Write the next part of the passage on God as origin and sustainer of the universe, picking up after its final sentence.

__DOCUMENT__
::::::::::

Etad yonini bhutani sarvanity upadharaya, aham kritsnasya jagatah prabhavah pralayas tatha (7.6). We may consider all these things to be instrumental in the production of the cosmos. They are everything. Whatever we touch, whatever we feel, whatever we see in this universe is just these eight principles operating “with the help of Me who invisibly animates the whole cosmos. But, finally, I shall tell you I am everything. I can dismantle this universe if I wish, and if I withdraw Myself from the universal structure, it will crumble and fall like an old house whose cement has deteriorated. But I am very active and do not allow the universe to disintegrate into bits of matter. I shall tell you the truth.” Aham kritsnasya jagatah prabhavah pralayastatha: “I am the origin and the sustenance of the whole universe. I not only created this and brought it into being, but I also maintain it. I created the universe with My will, and I sustain it as My own soul.”

This body is sustained by the entry of the soul into the mind, intellect, etc. We are physically alive because of the Atman inside. That Atman does not directly interfere with the bodily structure. It works incidentally, successively through its permeation in the three kosas – the mind, intellect, and prana – in the same way as the cosmic structure is also maintained through certain gradations and subtleties of the descent of the one God.

::::::::::

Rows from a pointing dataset

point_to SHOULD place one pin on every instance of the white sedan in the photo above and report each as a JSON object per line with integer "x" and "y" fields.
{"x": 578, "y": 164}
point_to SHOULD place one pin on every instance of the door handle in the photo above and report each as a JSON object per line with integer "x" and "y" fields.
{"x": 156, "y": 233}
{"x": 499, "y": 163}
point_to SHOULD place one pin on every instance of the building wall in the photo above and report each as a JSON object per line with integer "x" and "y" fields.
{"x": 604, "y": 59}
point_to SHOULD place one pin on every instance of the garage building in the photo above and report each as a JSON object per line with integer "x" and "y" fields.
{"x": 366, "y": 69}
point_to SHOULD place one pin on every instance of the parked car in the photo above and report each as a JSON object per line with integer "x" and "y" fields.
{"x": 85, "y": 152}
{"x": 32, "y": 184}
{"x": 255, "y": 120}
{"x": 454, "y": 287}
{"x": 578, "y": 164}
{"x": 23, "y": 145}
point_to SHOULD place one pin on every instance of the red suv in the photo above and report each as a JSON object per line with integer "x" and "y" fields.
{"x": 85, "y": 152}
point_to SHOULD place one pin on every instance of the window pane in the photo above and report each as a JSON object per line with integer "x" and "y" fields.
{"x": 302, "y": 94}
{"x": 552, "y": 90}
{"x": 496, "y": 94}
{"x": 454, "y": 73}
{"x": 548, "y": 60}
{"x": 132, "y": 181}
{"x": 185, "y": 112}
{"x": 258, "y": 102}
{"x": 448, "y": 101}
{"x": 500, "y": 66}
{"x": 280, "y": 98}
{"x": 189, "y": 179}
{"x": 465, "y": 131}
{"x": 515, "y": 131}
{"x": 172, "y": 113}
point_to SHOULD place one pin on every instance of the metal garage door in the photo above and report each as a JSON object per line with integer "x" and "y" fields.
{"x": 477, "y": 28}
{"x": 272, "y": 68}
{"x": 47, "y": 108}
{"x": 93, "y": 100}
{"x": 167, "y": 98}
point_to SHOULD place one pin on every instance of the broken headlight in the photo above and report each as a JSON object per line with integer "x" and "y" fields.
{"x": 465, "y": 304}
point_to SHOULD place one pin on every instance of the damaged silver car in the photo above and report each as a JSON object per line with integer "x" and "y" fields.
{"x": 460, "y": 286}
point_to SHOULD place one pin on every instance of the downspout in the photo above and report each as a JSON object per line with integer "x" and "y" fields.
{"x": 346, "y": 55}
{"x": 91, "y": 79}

::::::::::

__FINAL RESULT__
In the Panchadasi and other Vedantic scriptures, much is told to us about the way in which Brahman becomes Isvara, Isvara becomes Hiranyagarbha, Hiranyagarbha becomes Virat. The illustration given in the Sixth Chapter of the Panchadasi is that Brahman is like a clean cloth. Isvara is like the very same cloth stiffened with starch. The painter cannot paint directly on the cloth. The cloth must first be stiffened. Starch is applied to the cloth – that is, the cloth assumes a concretised form, as it were. It is not the pure cloth that it was, but cloth is still there as the base. Without the cloth, there cannot be the starchiness; but without the starch, the cloth cannot be a good background for any painting. Similarly, there cannot be a movie in a cinema without the screen. Though we are not going to the cinema to see the screen, we know very well how important the screen is. The painting on the canvas is very attractive indeed and we go on looking at it, but we never think of the background on which the painting has been made. We never recognise its existence, just as we do not think of the building’s foundation when we look at it.

This foundation is the cloth, and it gradually stiffens itself into a will to create, just as the cloth is stiffened by the application of starch. That stiffened form, which is the will of Brahman, as they call it, is Isvara tattva. Then what does the painter do? After the cloth is stiffened with starch, he draws an outline of the picture that he will paint; with a pencil or a slight touch of ink, he draws an outline. This outline of the universe which is not yet fully manifest is Hiranyagarbha. We have a faint idea as to what will be the character of the universe that is going to be created, even as by seeing the pencil drawing, we can know what the painter is actually going to paint. The full painting is the Virat. The drawing on the canvas is filled with ink of various colours, and then we have the beautiful picture of the painting. This is the Virat – the whole cosmos looking so beautiful, the finest and the most complete manifestation of that which was only an outline in Hiranyagarbha, and which was only the will to create in Isvara, with Brahman as the background. Aham kritsnasya jagatah prabhavah pralayas tatha.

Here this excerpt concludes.